Content starts
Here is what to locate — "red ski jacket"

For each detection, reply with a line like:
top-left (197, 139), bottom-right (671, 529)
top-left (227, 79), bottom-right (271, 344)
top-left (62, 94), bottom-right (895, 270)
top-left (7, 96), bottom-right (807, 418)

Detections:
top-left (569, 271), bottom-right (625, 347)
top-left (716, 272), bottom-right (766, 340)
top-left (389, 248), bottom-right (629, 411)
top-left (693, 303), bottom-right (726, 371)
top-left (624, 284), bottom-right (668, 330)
Content ends
__What is being asked__
There is a line with "top-left (62, 94), bottom-right (895, 270)" and a line with "top-left (7, 96), bottom-right (807, 418)" above. Copy exactly those two lines and all lines between them, with nothing else.

__Result below__
top-left (62, 94), bottom-right (895, 270)
top-left (7, 96), bottom-right (807, 418)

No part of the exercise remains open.